** start DOCUMENT **
The distributed decision engine 230 comprises a sensor portion 232 at one or more sensors 210_i and a gateway portion 234 provided at the gateway device 220. In particular, in the present embodiments, the decision engine 230 comprises a distributed neural network with a plurality of layers (236, 238_i). The sensor portions 232_i of the decision engine comprise some or more of said layers, hereinafter also referred to as distributed layers (238_i), and the gateway portion 234 comprises the remaining layers, hereinafter also referred to as central layers (236).

In the present embodiments, the output of the sensor portions 232_i comprises results of an inferencing outcome completed locally at the sensors 210_i and/or autoencoded neural network outputs. Inferencing outcome refers to data which have been generated by interpreting and/or analyzing sensor data to extract intelligent information. Inferencing is used herein with a generic connotation and may cover different computational tasks such as extrapolating or predicting a required information from observed data. The inferencing outcome may be for example information related to an event or parameter detection, prediction, classification or estimation. The inferencing outcome may be provided by the neural network layers 238_i or by another type of inferencing module implemented within the sensor portions 232 of the distributed decision engine 130, such as a statistical inferencing module.
** end DOCUMENT **
** start RECORD EXTRACTS **
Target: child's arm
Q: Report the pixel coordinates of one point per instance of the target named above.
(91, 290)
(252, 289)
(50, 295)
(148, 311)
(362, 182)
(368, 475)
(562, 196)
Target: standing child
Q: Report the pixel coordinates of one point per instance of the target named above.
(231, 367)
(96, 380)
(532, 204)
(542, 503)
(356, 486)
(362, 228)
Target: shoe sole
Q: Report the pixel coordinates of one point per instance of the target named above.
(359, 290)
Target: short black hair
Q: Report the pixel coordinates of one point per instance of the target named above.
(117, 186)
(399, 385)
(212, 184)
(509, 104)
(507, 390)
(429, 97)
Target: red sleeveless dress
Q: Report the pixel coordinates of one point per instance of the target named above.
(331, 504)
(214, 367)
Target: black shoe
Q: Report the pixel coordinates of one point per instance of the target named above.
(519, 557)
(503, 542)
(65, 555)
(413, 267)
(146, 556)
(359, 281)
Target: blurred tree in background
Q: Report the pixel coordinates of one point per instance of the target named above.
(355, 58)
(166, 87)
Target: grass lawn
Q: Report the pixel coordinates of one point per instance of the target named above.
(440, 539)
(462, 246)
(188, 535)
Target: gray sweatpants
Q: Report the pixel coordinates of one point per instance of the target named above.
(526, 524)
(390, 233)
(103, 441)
** end RECORD EXTRACTS **
REQUESTS:
a) Translate this sentence from the passage on the distributed decision engine into Spanish: "Inferencing outcome refers to data which have been generated by interpreting and/or analyzing sensor data to extract intelligent information."
b) Arrange as a numbered list the lines of the records from the line containing "Target: grass lawn" through the end of the records, both included, omitting any blank lines.
The text and the records come from separate, unrelated sources.

RESULTS IN ORDER:
a) El resultado de inferencia se refiere a datos que se han generado interpretando y/o analizando datos de sensores para extraer información inteligente.

b)
1. Target: grass lawn
2. Q: Report the pixel coordinates of one point per instance of the target named above.
3. (440, 539)
4. (462, 246)
5. (188, 535)
6. Target: gray sweatpants
7. Q: Report the pixel coordinates of one point per instance of the target named above.
8. (526, 524)
9. (390, 233)
10. (103, 441)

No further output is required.